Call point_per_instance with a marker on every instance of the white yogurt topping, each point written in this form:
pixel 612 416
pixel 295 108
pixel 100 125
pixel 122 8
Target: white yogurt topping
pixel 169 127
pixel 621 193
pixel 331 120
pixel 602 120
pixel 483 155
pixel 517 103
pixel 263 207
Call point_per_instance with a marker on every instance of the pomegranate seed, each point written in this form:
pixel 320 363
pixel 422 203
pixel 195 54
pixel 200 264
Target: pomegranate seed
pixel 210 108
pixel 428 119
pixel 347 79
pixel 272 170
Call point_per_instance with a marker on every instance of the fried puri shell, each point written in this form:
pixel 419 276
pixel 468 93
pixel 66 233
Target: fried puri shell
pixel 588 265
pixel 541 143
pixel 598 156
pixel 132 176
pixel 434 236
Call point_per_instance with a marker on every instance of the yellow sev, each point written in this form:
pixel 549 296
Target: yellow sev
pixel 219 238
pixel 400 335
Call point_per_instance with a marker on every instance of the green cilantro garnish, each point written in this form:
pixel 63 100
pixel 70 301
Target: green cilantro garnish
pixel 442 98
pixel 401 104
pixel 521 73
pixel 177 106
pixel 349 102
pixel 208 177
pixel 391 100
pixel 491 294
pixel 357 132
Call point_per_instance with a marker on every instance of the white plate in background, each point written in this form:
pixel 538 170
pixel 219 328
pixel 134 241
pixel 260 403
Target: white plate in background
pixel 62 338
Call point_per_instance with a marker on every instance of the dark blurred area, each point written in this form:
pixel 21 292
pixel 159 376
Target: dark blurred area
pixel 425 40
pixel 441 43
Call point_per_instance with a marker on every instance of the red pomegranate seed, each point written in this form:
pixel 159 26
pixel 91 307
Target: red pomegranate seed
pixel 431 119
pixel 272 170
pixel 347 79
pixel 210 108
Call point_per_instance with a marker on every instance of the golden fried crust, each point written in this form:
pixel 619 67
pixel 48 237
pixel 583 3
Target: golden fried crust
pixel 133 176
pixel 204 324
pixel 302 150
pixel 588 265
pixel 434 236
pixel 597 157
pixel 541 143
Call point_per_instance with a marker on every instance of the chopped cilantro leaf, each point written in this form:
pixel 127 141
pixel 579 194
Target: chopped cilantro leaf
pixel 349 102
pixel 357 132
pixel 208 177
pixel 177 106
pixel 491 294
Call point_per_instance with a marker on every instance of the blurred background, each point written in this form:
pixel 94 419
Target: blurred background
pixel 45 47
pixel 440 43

::::

• WHAT IS ASKED: Format all of the data above as a numbered list with one line per item, leaving out any blank lines.

• SOLUTION FOR THIS EXERCISE:
1. Call point_per_instance with a marker on every instance of the white yogurt topping, each point written in this form:
2. pixel 612 416
3. pixel 295 108
4. pixel 100 125
5. pixel 122 8
6. Target: white yogurt topping
7. pixel 169 127
8. pixel 621 193
9. pixel 331 120
10. pixel 602 120
11. pixel 483 155
12. pixel 517 103
13. pixel 263 207
14. Call point_per_instance with a marker on every instance of the pomegranate seed, each point written in this form:
15. pixel 320 363
16. pixel 422 203
17. pixel 195 54
18. pixel 200 264
19. Target: pomegranate seed
20. pixel 210 108
21. pixel 428 119
22. pixel 347 79
23. pixel 272 170
24. Call point_per_instance with a marker on every instance of the fried puri shell, each point written in this form:
25. pixel 419 276
26. pixel 468 93
27. pixel 66 233
28. Target: fried puri shell
29. pixel 588 265
30. pixel 541 143
31. pixel 598 156
32. pixel 132 176
33. pixel 434 236
34. Call point_per_instance with a marker on every instance of the yellow sev, each point written in this form:
35. pixel 549 296
36. Target: yellow sev
37. pixel 219 238
38. pixel 400 335
39. Call point_per_instance with a marker on every instance of the green cilantro garnish, each point written in this form:
40. pixel 63 100
41. pixel 70 301
42. Target: green cilantro garnish
43. pixel 442 98
44. pixel 401 104
45. pixel 521 73
46. pixel 177 106
47. pixel 349 102
48. pixel 208 177
49. pixel 391 100
50. pixel 491 294
51. pixel 357 132
52. Call point_per_instance with a marker on every instance of the white plate in background, each point written in this form:
53. pixel 538 170
54. pixel 219 328
55. pixel 134 241
56. pixel 260 403
57. Target: white plate in background
58. pixel 62 338
59. Call point_per_instance with a marker on every instance of the dark blurred area, each point written in this form:
60. pixel 21 292
61. pixel 159 376
62. Target: dark blurred area
63. pixel 425 40
64. pixel 441 43
65. Call point_per_instance with a marker on every instance of the red pomegranate seed, each point written in this form:
66. pixel 159 26
67. pixel 91 307
68. Target: red pomegranate seed
69. pixel 431 119
70. pixel 272 170
71. pixel 347 79
72. pixel 210 108
73. Call point_per_instance with a marker on every instance of the golden fried crust, each point written in this form:
74. pixel 619 67
75. pixel 48 237
76. pixel 583 3
77. Target: golden fried crust
78. pixel 133 176
79. pixel 204 324
80. pixel 302 150
81. pixel 588 265
82. pixel 434 236
83. pixel 597 157
84. pixel 541 143
85. Call point_per_instance with a marker on every instance of the chopped cilantro leaf, each point written in this form:
86. pixel 127 141
87. pixel 579 194
88. Target: chopped cilantro leaf
89. pixel 349 102
90. pixel 357 132
91. pixel 208 177
92. pixel 177 106
93. pixel 491 294
94. Call point_per_instance with a marker on every instance of the blurred background, each point written in this form:
95. pixel 94 419
96. Target: blurred background
97. pixel 45 47
98. pixel 440 43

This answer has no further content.